TEXT UNDER STUDY: Begin

That’s a photo of St. Maria Goretti…sitting on the console of my car!

Beside her is the Archangel St. Michael and below rests the Sacred Heart of Jesus.

All 3 are the perfect travel companions & offer no back-seat driving advice, giggles!

On July 6th,  Catholics everywhere, celebrated the feast day of St. Maria.  I am grateful to have been with her relics and the personal ‘accountability’ challenge I received as a result was an unexpected blessing.

Many times we receive great gifts in life that simply pass us by unnoticed.

But this particular gift has been one (for me) that has had such a profound impact

that St. Maria remains in my car with me every place I go…

in hopes that I never forget all she has taught me.

Pope Francis has marked the feast of the young martyr St. Maria Goretti by calling the faithful to follow her example and be forgiving to those who wrong them.

TEXT UNDER STUDY: End
RECORDS: Begin

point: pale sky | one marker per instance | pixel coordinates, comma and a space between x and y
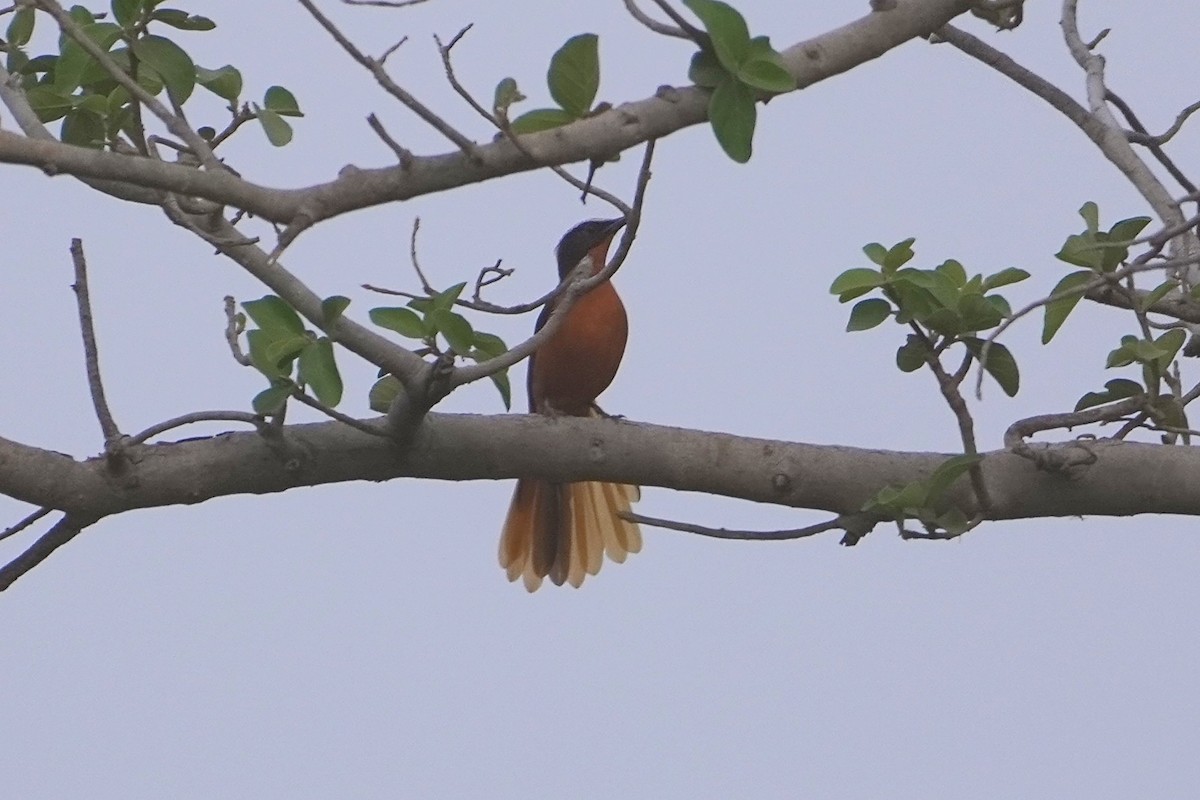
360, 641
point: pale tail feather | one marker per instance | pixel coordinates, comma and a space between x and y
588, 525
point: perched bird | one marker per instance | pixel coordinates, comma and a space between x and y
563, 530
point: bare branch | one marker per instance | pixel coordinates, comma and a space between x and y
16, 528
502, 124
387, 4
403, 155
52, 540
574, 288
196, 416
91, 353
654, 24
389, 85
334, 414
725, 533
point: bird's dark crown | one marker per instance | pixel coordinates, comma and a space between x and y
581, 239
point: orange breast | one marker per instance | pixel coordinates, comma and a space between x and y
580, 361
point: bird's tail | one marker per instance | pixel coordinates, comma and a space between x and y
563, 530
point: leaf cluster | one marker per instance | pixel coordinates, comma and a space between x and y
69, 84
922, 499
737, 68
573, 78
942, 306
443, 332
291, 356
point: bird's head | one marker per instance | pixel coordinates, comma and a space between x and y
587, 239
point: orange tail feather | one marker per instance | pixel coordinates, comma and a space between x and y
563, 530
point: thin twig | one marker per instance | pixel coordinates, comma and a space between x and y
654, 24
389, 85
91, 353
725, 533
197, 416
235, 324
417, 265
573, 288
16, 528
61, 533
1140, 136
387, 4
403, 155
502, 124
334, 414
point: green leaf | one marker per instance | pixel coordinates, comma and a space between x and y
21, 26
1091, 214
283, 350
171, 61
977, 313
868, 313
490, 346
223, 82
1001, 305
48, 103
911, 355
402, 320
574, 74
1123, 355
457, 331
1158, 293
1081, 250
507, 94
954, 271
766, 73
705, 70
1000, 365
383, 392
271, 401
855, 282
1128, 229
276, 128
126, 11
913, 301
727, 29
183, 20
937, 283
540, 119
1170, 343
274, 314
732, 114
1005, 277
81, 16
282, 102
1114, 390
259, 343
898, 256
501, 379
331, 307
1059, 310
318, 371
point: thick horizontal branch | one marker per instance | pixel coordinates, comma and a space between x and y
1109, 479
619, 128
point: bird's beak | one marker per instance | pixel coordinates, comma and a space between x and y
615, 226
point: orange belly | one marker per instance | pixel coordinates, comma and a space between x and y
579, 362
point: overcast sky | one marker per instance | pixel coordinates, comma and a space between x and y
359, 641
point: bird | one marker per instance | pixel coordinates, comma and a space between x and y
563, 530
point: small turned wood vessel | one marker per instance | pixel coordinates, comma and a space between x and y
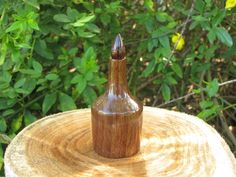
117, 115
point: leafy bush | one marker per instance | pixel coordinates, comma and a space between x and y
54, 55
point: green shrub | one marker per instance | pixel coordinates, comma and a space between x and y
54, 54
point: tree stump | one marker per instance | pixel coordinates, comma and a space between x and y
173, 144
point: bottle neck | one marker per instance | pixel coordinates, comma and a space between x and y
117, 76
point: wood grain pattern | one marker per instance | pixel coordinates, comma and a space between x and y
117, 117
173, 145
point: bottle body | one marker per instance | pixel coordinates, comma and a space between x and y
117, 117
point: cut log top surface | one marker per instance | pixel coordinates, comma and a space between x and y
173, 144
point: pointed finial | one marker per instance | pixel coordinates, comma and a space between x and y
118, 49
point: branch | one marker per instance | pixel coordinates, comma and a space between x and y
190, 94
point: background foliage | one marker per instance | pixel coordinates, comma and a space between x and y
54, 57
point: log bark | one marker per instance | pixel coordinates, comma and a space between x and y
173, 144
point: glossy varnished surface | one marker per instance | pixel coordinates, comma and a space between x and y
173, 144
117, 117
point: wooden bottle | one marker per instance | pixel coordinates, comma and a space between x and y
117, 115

RECORDS: End
RECORDS: Begin

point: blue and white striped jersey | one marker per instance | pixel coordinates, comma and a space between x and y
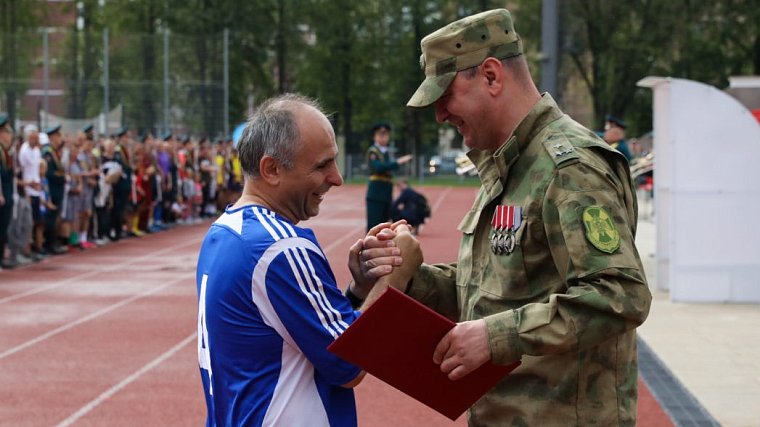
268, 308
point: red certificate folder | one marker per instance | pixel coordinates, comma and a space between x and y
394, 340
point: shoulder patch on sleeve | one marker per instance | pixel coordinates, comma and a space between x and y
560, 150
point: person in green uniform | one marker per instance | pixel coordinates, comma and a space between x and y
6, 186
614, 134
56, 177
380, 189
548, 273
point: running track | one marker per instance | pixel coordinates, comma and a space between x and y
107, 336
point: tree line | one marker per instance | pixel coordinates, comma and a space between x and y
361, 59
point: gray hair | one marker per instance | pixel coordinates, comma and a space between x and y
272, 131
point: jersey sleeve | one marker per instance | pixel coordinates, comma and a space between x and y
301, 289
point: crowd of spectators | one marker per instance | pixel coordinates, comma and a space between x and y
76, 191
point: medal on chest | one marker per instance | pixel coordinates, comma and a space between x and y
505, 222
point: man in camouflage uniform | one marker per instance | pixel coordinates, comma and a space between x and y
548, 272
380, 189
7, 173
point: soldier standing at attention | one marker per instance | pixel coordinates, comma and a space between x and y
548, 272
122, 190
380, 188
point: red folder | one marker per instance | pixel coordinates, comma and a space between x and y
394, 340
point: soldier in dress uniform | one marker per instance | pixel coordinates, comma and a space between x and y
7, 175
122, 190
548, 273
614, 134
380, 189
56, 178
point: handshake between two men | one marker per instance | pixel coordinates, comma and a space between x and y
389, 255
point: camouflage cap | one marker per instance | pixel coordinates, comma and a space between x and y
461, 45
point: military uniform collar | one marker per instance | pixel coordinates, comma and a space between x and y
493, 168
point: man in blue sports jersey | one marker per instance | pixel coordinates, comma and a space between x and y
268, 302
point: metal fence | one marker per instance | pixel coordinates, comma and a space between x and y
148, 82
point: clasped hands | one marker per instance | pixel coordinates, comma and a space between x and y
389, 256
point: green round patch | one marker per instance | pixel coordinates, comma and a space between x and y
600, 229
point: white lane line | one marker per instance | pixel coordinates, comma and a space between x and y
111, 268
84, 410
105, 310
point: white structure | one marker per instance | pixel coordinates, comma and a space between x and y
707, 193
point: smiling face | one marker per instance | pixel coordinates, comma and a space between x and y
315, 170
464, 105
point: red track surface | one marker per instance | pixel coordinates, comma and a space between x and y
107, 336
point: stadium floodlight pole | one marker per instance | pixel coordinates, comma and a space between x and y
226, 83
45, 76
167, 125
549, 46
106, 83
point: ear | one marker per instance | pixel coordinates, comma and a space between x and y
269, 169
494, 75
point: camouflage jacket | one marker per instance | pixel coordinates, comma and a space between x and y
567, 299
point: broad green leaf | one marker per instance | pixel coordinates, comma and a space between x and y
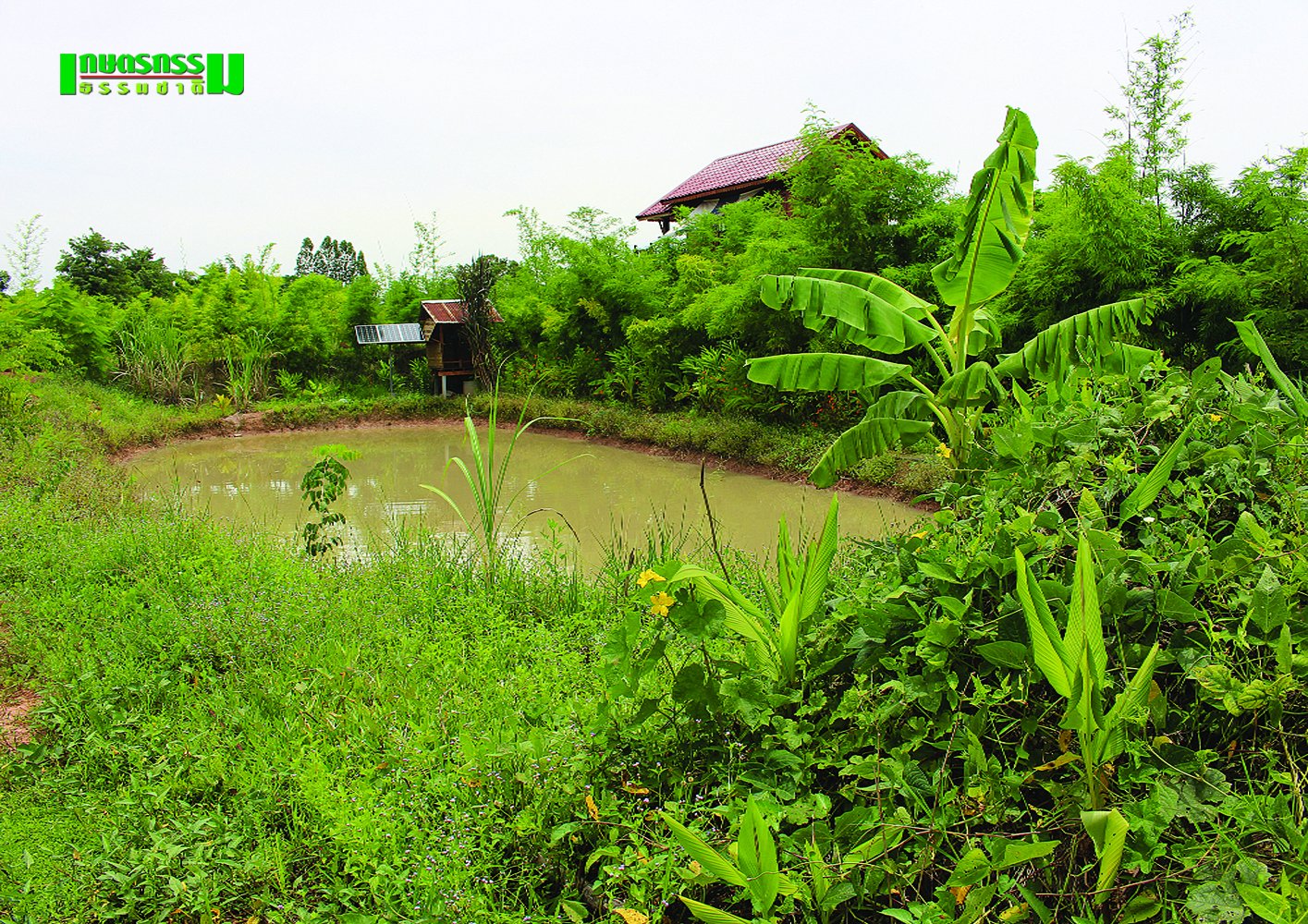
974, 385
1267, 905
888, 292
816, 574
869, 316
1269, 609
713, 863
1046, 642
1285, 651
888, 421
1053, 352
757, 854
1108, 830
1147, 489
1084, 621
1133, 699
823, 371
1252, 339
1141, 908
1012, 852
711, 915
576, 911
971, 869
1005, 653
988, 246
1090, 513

RECORDS: End

**EXERCISE REQUIREMENTS:**
a) According to the post about St. Maria Goretti, why does her photo stay in the writer's car everywhere the writer goes? Answer in one to three sentences.
b) On what date does the post about St. Maria Goretti say her feast day was celebrated?
c) Continue the post about St. Maria Goretti, starting after its sentence about Pope Francis.

**TASK ANSWERS:**
a) The gift the writer received through being with her relics had a profound impact. The photo stays in the car in the hope that the writer never forgets all she has taught.

b) July 6th.

c)
The memory of Maria Goretti’s example should “encourage you to commit yourselves, like the Saint you venerate, to being witnesses of forgiveness,” the Pope wrote in a letter for the July 6 feast of the Italian who is known for having forgiven her attacker.

The young saint, who was killed at age 11 while resisting a rape, is renowned both as a martyr for chastity and as a witness of forgiveness: as Maria lay dying from wounds inflicted by her would-be rapist, Alessandro Serenelli, she prayed for his conversion.

Lauding Maria Goretti’s ability to forgive her attacker as she lay dying, Francis quoted the 2015 Bull of Indiction for the Year of Mercy, saying: “At times how hard it seems to forgive! And yet pardon is the instrument placed into our fragile hands to attain serenity of heart.”

This “generous offer of forgiveness,” he said, accompanied “the peaceful death of the young Marietta,” establishing for her killer the “sincere journey of conversion which, in the end, led him to taste the faithful abandonment in the arms of his merciful Father.”

In 1902, Maria was stabbed 14 times when Serenelli, then a neighboring farmhand who had made previous inappropriate comments and sexual advances toward her, attempted to rape her. She died in a hospital in the nearby town of Nettuno.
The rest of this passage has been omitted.